> [Written task]: Return every row below word for word, but leave out the pictures.

> [Excerpted records]:
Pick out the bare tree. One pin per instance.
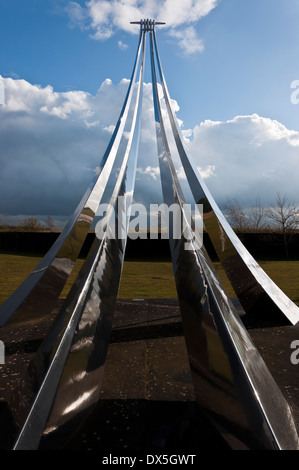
(285, 216)
(236, 215)
(31, 225)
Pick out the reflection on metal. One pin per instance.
(62, 383)
(221, 354)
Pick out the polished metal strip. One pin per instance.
(258, 294)
(72, 383)
(50, 275)
(225, 363)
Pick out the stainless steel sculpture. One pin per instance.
(61, 385)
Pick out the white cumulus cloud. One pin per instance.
(52, 142)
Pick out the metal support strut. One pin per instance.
(61, 385)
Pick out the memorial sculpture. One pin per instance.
(61, 385)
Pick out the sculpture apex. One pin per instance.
(147, 24)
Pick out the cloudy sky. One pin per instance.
(232, 71)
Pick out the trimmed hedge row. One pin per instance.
(260, 245)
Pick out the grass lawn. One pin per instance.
(143, 279)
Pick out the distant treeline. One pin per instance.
(264, 245)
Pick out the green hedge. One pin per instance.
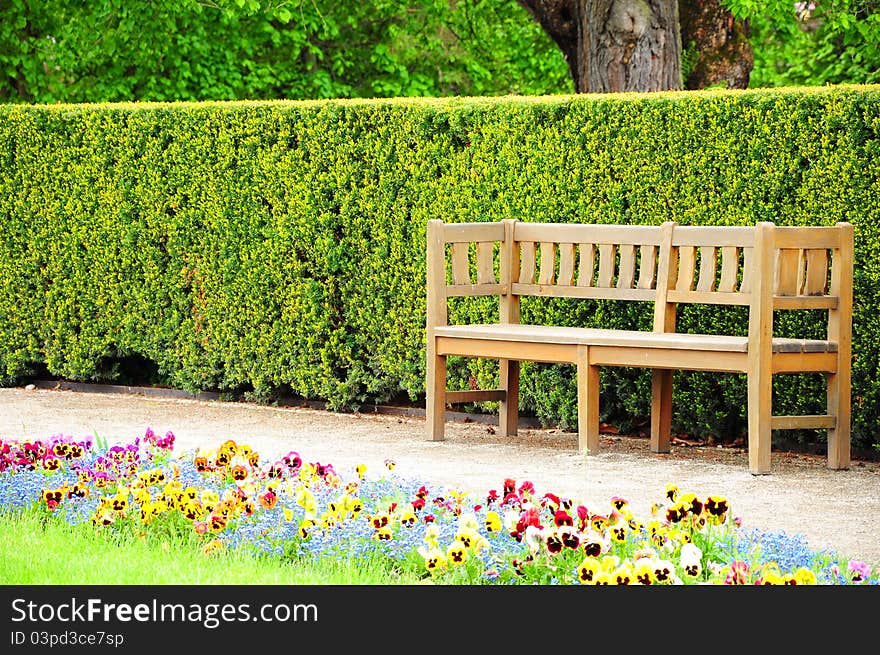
(279, 246)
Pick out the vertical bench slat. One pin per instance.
(708, 265)
(686, 266)
(527, 262)
(548, 263)
(647, 267)
(729, 267)
(627, 271)
(461, 273)
(486, 262)
(606, 264)
(587, 264)
(816, 282)
(748, 255)
(788, 271)
(566, 264)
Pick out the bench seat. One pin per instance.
(626, 338)
(765, 268)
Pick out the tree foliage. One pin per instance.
(812, 43)
(110, 50)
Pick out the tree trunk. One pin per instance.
(615, 45)
(716, 47)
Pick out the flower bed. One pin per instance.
(290, 508)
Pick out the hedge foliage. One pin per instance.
(279, 246)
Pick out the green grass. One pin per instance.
(35, 550)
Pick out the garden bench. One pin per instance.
(763, 267)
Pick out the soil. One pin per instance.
(833, 510)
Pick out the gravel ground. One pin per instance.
(835, 510)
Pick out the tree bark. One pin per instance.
(615, 45)
(716, 46)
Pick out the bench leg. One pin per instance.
(839, 407)
(508, 414)
(661, 410)
(435, 401)
(760, 406)
(588, 402)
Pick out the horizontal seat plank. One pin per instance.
(626, 338)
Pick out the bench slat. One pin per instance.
(816, 421)
(729, 268)
(708, 263)
(711, 235)
(527, 262)
(586, 233)
(566, 264)
(606, 264)
(548, 263)
(485, 262)
(748, 255)
(471, 232)
(461, 273)
(805, 302)
(596, 293)
(587, 264)
(627, 268)
(647, 267)
(686, 266)
(807, 237)
(709, 297)
(789, 265)
(816, 282)
(627, 338)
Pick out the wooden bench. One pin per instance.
(763, 267)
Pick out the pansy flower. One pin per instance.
(690, 503)
(435, 561)
(268, 500)
(676, 513)
(643, 569)
(570, 538)
(408, 518)
(664, 571)
(738, 573)
(51, 463)
(618, 532)
(52, 497)
(689, 560)
(717, 507)
(802, 576)
(456, 553)
(553, 542)
(858, 571)
(594, 543)
(493, 522)
(292, 460)
(561, 517)
(588, 569)
(624, 574)
(509, 486)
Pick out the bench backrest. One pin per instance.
(763, 266)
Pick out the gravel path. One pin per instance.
(836, 510)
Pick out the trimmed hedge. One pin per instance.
(279, 246)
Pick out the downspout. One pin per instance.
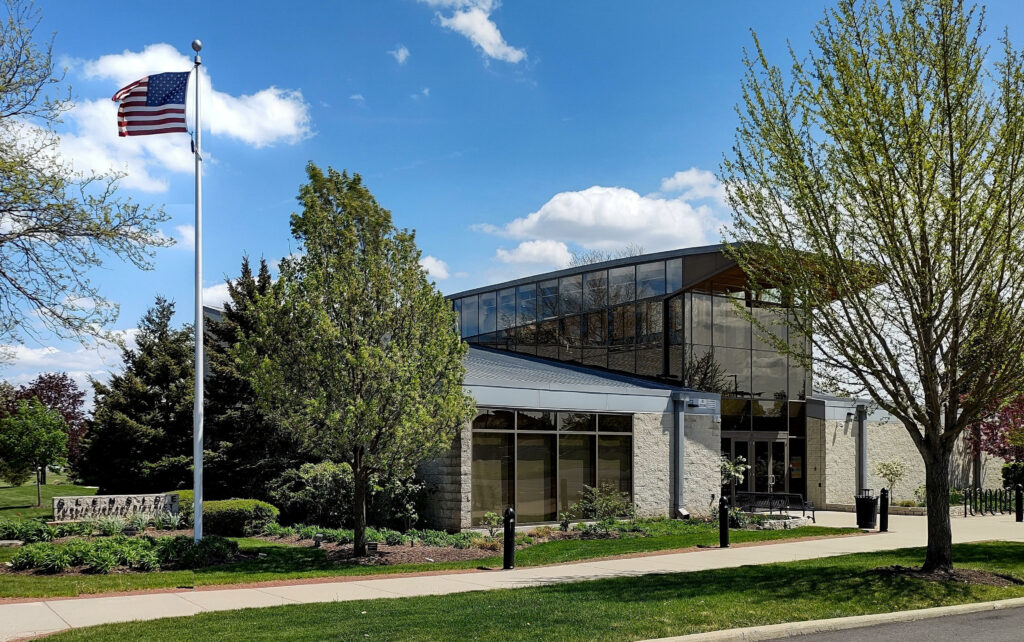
(679, 509)
(861, 447)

> [Result of this task]:
Pick out the bare tree. One pin per instance.
(285, 216)
(236, 215)
(31, 225)
Pick out the reflection on metal. One pin per instance.
(62, 383)
(221, 354)
Pick out the polished metal strip. One pin per instance.
(258, 294)
(72, 383)
(50, 275)
(225, 363)
Pick out the stainless steel sculpture. One pin per instance.
(61, 385)
Pick out the white cumulus cloud. One pin per instance.
(52, 142)
Pick out the metal support strut. One pin per instance.
(61, 385)
Pick out the memorial sculpture. One pin per instance.
(61, 385)
Pick out the sculpture apex. One pin per instance.
(147, 24)
Pick out the cloudy sky. One pin per instance.
(232, 71)
Pick out the trimmed hedge row. One pin per instance.
(260, 245)
Pick out the grass lawn. One pin per instance.
(143, 279)
Pick out the distant treeline. One pin per instance.
(264, 245)
Pick out the green hedge. One pin per instance.
(279, 246)
Pick out the vertical bench slat. One pin per instance.
(708, 265)
(686, 266)
(527, 262)
(548, 263)
(647, 267)
(729, 267)
(627, 271)
(461, 273)
(486, 262)
(606, 264)
(587, 264)
(816, 282)
(748, 255)
(788, 271)
(566, 264)
Pick out the bench seat. One pin per instance.
(626, 338)
(765, 268)
Pick out the tree foliage. One pin per instance.
(812, 43)
(110, 50)
Pick out the tree trunk. One pin per instance.
(615, 45)
(716, 47)
Pick out the flower bed. One pin per instance.
(290, 508)
Pick out the hedge foliage. One pin per instance.
(279, 246)
Pick out the green grass. One pin per instance.
(35, 550)
Pick out the garden bench. One pin per instance.
(763, 267)
Pick out the soil. One pin per instance.
(833, 510)
Pick out the gravel ground. One pin per instance.
(835, 510)
Pick out the tree bark. One pin per instance.
(615, 45)
(716, 46)
Pick out the bench leg. One pin per instance.
(839, 407)
(508, 414)
(661, 410)
(435, 401)
(760, 406)
(588, 402)
Pick out the horizontal seat plank. One pin per instance.
(626, 338)
Pick out the bench slat. One pin per instance.
(816, 421)
(729, 268)
(708, 263)
(711, 235)
(527, 262)
(586, 233)
(566, 264)
(606, 264)
(548, 263)
(485, 262)
(748, 255)
(471, 232)
(461, 273)
(805, 302)
(596, 293)
(587, 264)
(627, 268)
(647, 267)
(686, 266)
(807, 237)
(709, 297)
(789, 265)
(816, 282)
(627, 338)
Pick out the wooden bench. One pin per instance.
(763, 267)
Pick out the pansy flower. One pin per instance.
(690, 503)
(435, 561)
(268, 500)
(676, 513)
(643, 569)
(570, 538)
(408, 518)
(664, 571)
(738, 573)
(51, 463)
(618, 532)
(52, 497)
(689, 560)
(717, 507)
(802, 576)
(456, 553)
(553, 542)
(858, 571)
(594, 543)
(493, 522)
(292, 460)
(561, 517)
(588, 569)
(624, 574)
(509, 486)
Pick out the bench backrest. One pin per instance.
(763, 266)
Pick out the gravel path. One pin per instance.
(836, 510)
Pick out the trimmed hedge. One pin per instance.
(279, 246)
Pick out the downspout. One pin per instance.
(679, 509)
(861, 447)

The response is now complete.